» **INPUT RECORDS**:
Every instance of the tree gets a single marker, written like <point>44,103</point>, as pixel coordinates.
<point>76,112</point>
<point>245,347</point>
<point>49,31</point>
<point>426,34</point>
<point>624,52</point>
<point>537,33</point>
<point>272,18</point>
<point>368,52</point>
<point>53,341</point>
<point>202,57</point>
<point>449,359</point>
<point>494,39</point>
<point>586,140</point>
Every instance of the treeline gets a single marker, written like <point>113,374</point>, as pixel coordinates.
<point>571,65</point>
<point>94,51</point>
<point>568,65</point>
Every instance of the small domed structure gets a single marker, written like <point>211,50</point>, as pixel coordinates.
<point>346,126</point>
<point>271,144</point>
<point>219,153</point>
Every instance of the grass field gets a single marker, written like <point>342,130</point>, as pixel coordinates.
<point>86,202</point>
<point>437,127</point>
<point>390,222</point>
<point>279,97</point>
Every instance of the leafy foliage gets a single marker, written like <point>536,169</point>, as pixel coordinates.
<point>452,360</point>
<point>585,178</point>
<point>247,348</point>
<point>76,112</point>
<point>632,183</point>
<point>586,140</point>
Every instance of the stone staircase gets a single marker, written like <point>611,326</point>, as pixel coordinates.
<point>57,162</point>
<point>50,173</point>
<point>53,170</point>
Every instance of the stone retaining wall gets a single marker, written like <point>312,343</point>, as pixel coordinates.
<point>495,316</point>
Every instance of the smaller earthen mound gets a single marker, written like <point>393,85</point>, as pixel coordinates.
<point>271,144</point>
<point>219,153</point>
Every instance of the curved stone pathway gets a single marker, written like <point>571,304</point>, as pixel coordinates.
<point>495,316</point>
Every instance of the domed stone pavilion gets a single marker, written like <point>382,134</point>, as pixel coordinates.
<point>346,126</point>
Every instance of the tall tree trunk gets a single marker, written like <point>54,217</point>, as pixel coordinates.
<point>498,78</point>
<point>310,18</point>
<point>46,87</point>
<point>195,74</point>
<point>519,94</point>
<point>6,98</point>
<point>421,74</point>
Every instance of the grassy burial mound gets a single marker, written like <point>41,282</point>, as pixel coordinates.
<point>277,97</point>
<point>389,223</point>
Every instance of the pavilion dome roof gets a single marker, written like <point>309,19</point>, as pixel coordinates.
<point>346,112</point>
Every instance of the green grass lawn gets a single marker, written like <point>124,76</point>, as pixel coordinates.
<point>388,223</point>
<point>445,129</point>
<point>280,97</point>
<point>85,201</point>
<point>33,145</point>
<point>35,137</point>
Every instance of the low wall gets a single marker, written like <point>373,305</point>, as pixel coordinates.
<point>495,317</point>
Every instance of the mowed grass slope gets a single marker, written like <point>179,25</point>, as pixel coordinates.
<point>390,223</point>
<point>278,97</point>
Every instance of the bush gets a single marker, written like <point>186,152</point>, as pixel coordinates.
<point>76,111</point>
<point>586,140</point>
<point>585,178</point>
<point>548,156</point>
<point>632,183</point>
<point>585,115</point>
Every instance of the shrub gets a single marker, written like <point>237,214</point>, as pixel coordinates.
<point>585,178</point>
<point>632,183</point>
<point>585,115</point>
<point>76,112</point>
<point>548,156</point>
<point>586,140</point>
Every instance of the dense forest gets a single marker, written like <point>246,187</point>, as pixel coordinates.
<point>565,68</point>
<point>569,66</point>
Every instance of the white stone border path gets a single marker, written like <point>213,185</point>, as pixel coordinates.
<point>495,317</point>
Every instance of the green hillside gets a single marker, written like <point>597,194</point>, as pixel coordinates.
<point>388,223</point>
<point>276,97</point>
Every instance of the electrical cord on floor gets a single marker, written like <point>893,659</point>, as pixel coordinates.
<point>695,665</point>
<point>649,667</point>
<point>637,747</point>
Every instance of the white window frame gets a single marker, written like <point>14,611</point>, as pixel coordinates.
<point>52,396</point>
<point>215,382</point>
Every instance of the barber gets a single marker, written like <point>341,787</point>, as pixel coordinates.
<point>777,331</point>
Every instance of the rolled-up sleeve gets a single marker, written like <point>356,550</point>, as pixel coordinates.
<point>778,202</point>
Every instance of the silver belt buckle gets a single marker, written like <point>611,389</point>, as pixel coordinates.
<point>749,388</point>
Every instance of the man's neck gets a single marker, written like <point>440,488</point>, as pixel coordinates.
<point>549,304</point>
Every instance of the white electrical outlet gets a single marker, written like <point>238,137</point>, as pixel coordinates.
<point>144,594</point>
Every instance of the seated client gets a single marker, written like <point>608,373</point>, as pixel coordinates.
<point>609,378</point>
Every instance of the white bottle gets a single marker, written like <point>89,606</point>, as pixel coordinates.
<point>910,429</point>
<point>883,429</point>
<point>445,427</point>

» **TASK STATEMENT**:
Print every line of the material above again, word for word and in the same order.

» **FULL SOLUTION**:
Every instance of the tree gets a single marker, written like <point>44,103</point>, as pixel coordinates.
<point>76,112</point>
<point>245,347</point>
<point>49,31</point>
<point>426,34</point>
<point>624,52</point>
<point>537,33</point>
<point>272,18</point>
<point>368,52</point>
<point>53,341</point>
<point>202,57</point>
<point>449,359</point>
<point>494,39</point>
<point>586,140</point>
Every instance of the treeline gets a single marker, written like <point>113,374</point>, as pixel coordinates.
<point>571,65</point>
<point>94,51</point>
<point>568,65</point>
Every instance of the small domed structure gets a single marker, written like <point>211,50</point>, as pixel coordinates.
<point>346,126</point>
<point>271,144</point>
<point>219,153</point>
Every instance of the grass field gets a single marker, written like <point>342,130</point>, as pixel coordinates.
<point>86,202</point>
<point>437,127</point>
<point>390,222</point>
<point>279,97</point>
Every instance of the leafy foliage gets a single marker, written like <point>536,169</point>, as pixel coordinates.
<point>452,360</point>
<point>585,178</point>
<point>247,348</point>
<point>76,112</point>
<point>632,183</point>
<point>586,140</point>
Every instance of the stone staircase gets a single marker, written like <point>611,326</point>, as pixel coordinates.
<point>57,162</point>
<point>50,173</point>
<point>53,170</point>
Every instance of the stone retaining wall gets a single marker, written like <point>312,343</point>, as pixel coordinates.
<point>495,316</point>
Every instance of the smaller earthen mound gets a single marker, written like <point>393,85</point>, as pixel coordinates.
<point>271,144</point>
<point>219,153</point>
Every instance of the curved stone pathway gets a single marker, written like <point>571,304</point>, as pixel coordinates.
<point>495,316</point>
Every instance of the domed stone pavilion gets a single marker, written like <point>382,134</point>, as pixel coordinates.
<point>346,126</point>
Every instance of the tall tree trunk gets a single marker, written like <point>54,217</point>, as pixel coordinates.
<point>498,78</point>
<point>310,18</point>
<point>46,87</point>
<point>195,74</point>
<point>519,94</point>
<point>6,98</point>
<point>421,74</point>
Every instance of the grassy burial mound gets a single marker, written like <point>41,282</point>, as pixel coordinates.
<point>277,97</point>
<point>389,223</point>
Every instance of the pavilion dome roof gets a single marker, written like <point>309,19</point>, as pixel coordinates.
<point>346,112</point>
Every instance of the green grass lawn gets a single marker, written like <point>124,76</point>, as pixel coordinates.
<point>388,223</point>
<point>445,129</point>
<point>280,97</point>
<point>85,201</point>
<point>33,145</point>
<point>35,137</point>
Every instance of the low wall gets a single marker, written like <point>373,305</point>, as pixel coordinates.
<point>495,317</point>
Every instance of the mowed grass slope gets a single marker, written like <point>179,25</point>, as pixel coordinates.
<point>390,223</point>
<point>278,97</point>
Every instance of the bush gets a single marker, written like <point>186,152</point>, as pixel coordinates.
<point>76,111</point>
<point>586,140</point>
<point>585,178</point>
<point>548,156</point>
<point>632,183</point>
<point>585,115</point>
Every instance of the shrub gets a single marker, written like <point>237,214</point>, as pixel coordinates.
<point>585,178</point>
<point>632,183</point>
<point>585,115</point>
<point>76,112</point>
<point>548,156</point>
<point>586,140</point>
Every instance of the dense forest gets a single marker, written like <point>246,187</point>, as pixel coordinates.
<point>565,68</point>
<point>569,66</point>
Every instance of the white stone border path gets a single marker, written like <point>213,185</point>, as pixel coordinates.
<point>495,317</point>
Every instance of the green hillside gets a single marker, written like <point>597,194</point>, as pixel coordinates.
<point>388,223</point>
<point>276,97</point>
Every instance of the electrical cord on floor gets a single marker, written like <point>893,659</point>, as pixel coordinates.
<point>695,665</point>
<point>649,667</point>
<point>637,747</point>
Every instance of the white window frame gets a single marker, written like <point>14,611</point>, as pixel coordinates.
<point>52,396</point>
<point>215,382</point>
Every instance of the barber gets a single marker, written like <point>341,787</point>, as pixel coordinates.
<point>777,331</point>
Every instance of the rolled-up sleeve gets a single marker, written like <point>356,550</point>, as pixel coordinates.
<point>778,202</point>
Every instance of the silver belt buckle gets a single marker, written like <point>611,389</point>, as pixel coordinates.
<point>749,388</point>
Every instance of the man's neck gets a single marker, written like <point>440,488</point>, as pixel coordinates.
<point>549,304</point>
Every instance of the white electrical outlet gets a single marker, written like <point>238,137</point>, as pixel coordinates.
<point>144,594</point>
Every instance of the seated client gets a single marker, written like <point>608,373</point>, as pixel coordinates.
<point>609,378</point>
Every instance of the white bottle gets a single marker, written like <point>89,606</point>, as pixel coordinates.
<point>910,429</point>
<point>883,429</point>
<point>445,427</point>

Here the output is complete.